_WRITTEN REQUEST_
Copy the rows below exactly, from the line that contains "Pick out each instance of the hazy" through the end of the rows, including both of those lines.

# # # # #

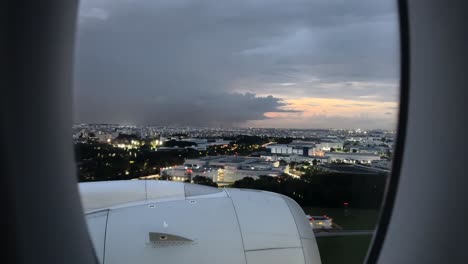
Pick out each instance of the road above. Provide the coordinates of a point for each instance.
(344, 233)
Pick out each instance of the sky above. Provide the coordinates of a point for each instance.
(243, 63)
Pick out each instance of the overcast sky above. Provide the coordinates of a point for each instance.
(264, 63)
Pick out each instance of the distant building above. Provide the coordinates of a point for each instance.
(352, 157)
(320, 222)
(224, 170)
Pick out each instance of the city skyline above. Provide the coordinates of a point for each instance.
(300, 64)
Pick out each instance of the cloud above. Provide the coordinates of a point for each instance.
(229, 63)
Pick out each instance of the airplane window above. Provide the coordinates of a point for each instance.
(234, 131)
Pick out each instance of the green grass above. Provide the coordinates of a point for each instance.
(343, 249)
(357, 219)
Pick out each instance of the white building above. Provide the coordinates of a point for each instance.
(351, 157)
(228, 169)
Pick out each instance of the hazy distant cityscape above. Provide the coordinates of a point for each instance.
(236, 157)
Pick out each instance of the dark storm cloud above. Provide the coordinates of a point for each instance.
(191, 62)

# # # # #

_PROBLEM SOLUTION_
Pick out each instance of the hazy distant cityscape above. Provide the coordinates of a point for each instance.
(236, 157)
Pick out each instance of the dark storm cloud above. Provide the coordinates of a point for each instance.
(191, 62)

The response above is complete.